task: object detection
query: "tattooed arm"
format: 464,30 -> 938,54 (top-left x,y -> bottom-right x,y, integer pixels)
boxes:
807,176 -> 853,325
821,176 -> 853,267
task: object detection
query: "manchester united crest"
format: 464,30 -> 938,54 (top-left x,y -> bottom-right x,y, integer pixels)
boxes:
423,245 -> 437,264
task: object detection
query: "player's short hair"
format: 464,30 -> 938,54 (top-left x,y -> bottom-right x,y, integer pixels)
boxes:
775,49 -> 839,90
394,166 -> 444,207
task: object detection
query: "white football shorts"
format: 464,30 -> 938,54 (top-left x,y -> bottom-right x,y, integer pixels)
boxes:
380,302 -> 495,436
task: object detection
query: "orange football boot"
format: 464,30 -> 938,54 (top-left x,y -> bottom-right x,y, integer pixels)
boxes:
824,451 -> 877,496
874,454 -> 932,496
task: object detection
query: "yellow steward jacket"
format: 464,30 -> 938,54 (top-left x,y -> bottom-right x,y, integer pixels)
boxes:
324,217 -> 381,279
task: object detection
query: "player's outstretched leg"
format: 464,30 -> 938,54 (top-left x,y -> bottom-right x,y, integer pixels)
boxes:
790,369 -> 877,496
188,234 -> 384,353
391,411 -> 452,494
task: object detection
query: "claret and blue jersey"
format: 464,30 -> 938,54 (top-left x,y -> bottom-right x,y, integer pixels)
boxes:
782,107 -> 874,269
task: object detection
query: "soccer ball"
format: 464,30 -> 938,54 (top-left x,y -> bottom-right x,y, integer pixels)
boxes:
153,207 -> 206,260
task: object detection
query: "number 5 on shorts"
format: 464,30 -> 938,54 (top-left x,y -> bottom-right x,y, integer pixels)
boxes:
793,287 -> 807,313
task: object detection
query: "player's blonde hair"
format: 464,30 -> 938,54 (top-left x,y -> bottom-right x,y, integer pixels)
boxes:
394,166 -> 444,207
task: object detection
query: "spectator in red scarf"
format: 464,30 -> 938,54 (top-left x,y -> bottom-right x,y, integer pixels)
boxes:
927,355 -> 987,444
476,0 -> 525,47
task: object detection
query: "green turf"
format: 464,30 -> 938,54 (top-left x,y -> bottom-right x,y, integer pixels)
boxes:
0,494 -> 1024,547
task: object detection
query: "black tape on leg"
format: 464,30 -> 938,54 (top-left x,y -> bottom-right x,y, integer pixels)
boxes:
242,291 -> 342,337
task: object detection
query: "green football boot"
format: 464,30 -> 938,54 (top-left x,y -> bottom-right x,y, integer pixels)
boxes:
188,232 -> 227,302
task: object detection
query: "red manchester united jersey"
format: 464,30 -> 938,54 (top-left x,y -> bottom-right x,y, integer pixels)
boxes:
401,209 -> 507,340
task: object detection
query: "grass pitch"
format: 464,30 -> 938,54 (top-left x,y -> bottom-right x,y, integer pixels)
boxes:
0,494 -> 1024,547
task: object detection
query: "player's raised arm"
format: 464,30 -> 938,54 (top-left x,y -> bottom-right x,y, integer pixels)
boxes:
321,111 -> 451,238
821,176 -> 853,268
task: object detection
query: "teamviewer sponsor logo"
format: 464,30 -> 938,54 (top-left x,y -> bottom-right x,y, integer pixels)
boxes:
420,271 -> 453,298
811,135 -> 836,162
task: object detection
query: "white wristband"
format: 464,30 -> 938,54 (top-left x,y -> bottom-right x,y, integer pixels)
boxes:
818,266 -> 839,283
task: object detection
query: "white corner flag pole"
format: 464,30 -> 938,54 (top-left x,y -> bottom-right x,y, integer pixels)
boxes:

> [Challenge]: Output these lines as a numbered list, skipping any blank lines.

> [Correct output]:
1. task: object detection
2. query: "tattooed arm"
3. format: 464,30 -> 938,54 (top-left x,y -> bottom-right x,y, integer pixels)
4. boxes:
5. 807,176 -> 853,325
6. 821,176 -> 853,267
7. task: object detection
8. query: "manchester united crest"
9. format: 464,30 -> 938,54 (top-left x,y -> bottom-right x,y, integer pixels)
10. boxes:
11. 423,245 -> 437,264
12. task: object detection
13. query: "player's short hair"
14. format: 464,30 -> 938,54 (top-left x,y -> bottom-right x,y, integer pixels)
15. boxes:
16. 775,49 -> 839,90
17. 394,166 -> 444,207
18. task: object detection
19. query: "white football shorts"
20. format: 464,30 -> 938,54 (top-left x,y -> bottom-right x,y, integer pixels)
21. boxes:
22. 380,302 -> 495,436
23. task: object detection
24. query: "orange football boot"
25. format: 464,30 -> 938,54 (top-left x,y -> bottom-right x,y, integer pixels)
26. boxes:
27. 824,451 -> 877,496
28. 874,454 -> 932,496
29. task: object detection
30. query: "yellow steward jacket"
31. format: 464,30 -> 938,54 (top-left x,y -> bottom-right x,y, integer pixels)
32. boxes:
33. 324,217 -> 381,279
34. task: object detection
35. query: "player's outstretched leg"
36. format: 464,30 -> 938,54 (top-left x,y -> bottom-right x,y, integer pixels)
37. boxes:
38. 790,369 -> 877,496
39. 188,234 -> 384,353
40. 391,411 -> 452,494
41. task: object detection
42. query: "claret and blue jersey"
43. format: 464,30 -> 938,54 (top-left x,y -> bottom-right x,y, integer pixels)
44. boxes:
45. 782,107 -> 874,269
46. task: object detection
47. query: "soccer ball"
48. format: 464,30 -> 938,54 (top-left x,y -> bottom-right x,y, integer pixels)
49. boxes:
50. 153,207 -> 206,260
51. task: object detection
52. query: "number 5 on shorts"
53. format: 464,30 -> 938,54 (top-left x,y -> bottom-right x,y, integer pixels)
54. boxes:
55. 793,287 -> 807,313
56. task: object detection
57. query: "player's blonde hair"
58. format: 464,30 -> 938,54 (top-left x,y -> bottom-right x,y, integer pixels)
59. boxes:
60. 394,166 -> 444,207
61. task: object detection
62. query: "spectator in red scarf"
63. format: 464,30 -> 938,54 (top-left x,y -> bottom-right x,y, integer pixels)
64. boxes:
65. 927,355 -> 987,444
66. 476,0 -> 525,47
67. task: object detection
68. query: "green turf"
69. format: 464,30 -> 938,54 (top-left x,y -> bottom-right x,y, integer pixels)
70. boxes:
71. 0,494 -> 1024,547
72. task: object detection
73. query: "black tape on leg"
74. format: 464,30 -> 938,54 (top-left x,y -> bottom-right x,y, integer pixels)
75. boxes:
76. 242,291 -> 342,337
77. task: object detection
78. query: "green football boot"
79. format: 464,30 -> 938,54 (top-left x,y -> bottom-right x,y, integer pixels)
80. boxes:
81. 188,232 -> 227,302
82. task: object detection
83. query: "red manchester united jersey"
84. format: 464,30 -> 938,54 (top-left x,y -> bottom-right x,y, integer pixels)
85. boxes:
86. 401,209 -> 507,340
87. task: object detection
88. query: "grass pitch"
89. format: 464,30 -> 938,54 (top-left x,y -> bottom-right x,y, integer pixels)
90. boxes:
91. 0,494 -> 1024,547
92. task: object detection
93. query: "player's raised arm"
94. format: 464,30 -> 938,54 (top-left x,y -> bottom-right x,y, integer pixels)
95. boxes:
96. 321,111 -> 451,238
97. 821,176 -> 853,268
98. task: object detection
99. query: "teamviewer sponsor logo"
100. format: 464,30 -> 938,54 (top-left x,y -> bottom-right x,y, integer pixels)
101. boxes:
102. 420,271 -> 453,298
103. 811,135 -> 836,162
104. task: object detection
105. query: "white wristband"
106. format: 464,30 -> 938,54 (top-left x,y -> bottom-right x,y, integer pixels)
107. boxes:
108. 818,266 -> 839,283
109. task: object detection
110. query: "white corner flag pole"
111. format: 464,30 -> 938,54 (top-left x,y -> bottom-right x,y, integer pixels)
112. boxes:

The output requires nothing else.